[start]
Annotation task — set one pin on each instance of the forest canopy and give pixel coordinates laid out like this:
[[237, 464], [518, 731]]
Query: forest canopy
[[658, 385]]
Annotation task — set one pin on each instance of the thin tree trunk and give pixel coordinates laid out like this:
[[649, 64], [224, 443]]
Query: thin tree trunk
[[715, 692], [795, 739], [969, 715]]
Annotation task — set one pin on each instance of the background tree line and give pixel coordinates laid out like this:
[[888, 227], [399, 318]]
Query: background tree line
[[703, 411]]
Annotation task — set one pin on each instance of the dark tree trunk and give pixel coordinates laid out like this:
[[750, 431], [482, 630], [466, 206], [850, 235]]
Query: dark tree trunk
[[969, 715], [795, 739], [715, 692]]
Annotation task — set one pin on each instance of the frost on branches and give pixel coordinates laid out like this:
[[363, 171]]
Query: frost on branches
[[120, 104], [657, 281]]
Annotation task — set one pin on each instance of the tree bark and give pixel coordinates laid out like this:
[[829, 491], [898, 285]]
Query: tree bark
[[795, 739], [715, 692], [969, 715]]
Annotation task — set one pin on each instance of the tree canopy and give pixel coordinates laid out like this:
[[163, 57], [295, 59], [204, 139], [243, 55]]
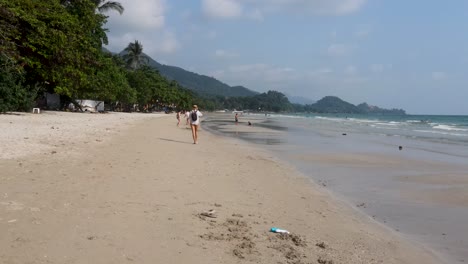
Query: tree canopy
[[56, 46]]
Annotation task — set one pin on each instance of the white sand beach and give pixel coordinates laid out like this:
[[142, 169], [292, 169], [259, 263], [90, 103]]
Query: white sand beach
[[131, 188]]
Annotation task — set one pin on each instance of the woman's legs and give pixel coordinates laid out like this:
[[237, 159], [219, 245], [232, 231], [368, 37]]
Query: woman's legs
[[195, 134]]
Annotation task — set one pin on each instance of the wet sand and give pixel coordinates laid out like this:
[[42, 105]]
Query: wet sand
[[419, 192], [141, 194]]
[end]
* _Challenge_
Arrange the lines from the one containing "the tree bark" through the end of the records into a JSON list of strings, one string per line, with blank lines and pictures left out.

* _Problem solution_
[
  "Annotation task — set one pin on each instance of the tree bark and give pixel coordinates laid out like this:",
  "[[829, 491], [898, 285]]",
  "Query: tree bark",
  "[[795, 739], [715, 692], [969, 715]]",
  "Annotation task — set one pin on each instance of the tree canopy and give pixel coordinates laid out like this:",
  "[[163, 57], [295, 59], [204, 139], [243, 55]]",
  "Query: tree canopy",
  "[[56, 46]]",
  "Annotation task — set one pin on each instance of the white sand beach and give pixel coordinates laid out like this:",
  "[[142, 169], [292, 169], [259, 263], [90, 103]]",
  "Query: white sand beach",
  "[[131, 188]]",
  "Annotation task — set one pin on each instance of the woman's legs and give pixel coordinates laid out like this:",
  "[[237, 159], [219, 245], [232, 231], [368, 37]]",
  "Query: woman's legs",
  "[[195, 134]]",
  "Annotation task — set one pin on each instance of the wet sand and give pixel coordinates laid out like this:",
  "[[42, 105]]",
  "Query: wet sand",
  "[[419, 192], [141, 194]]"
]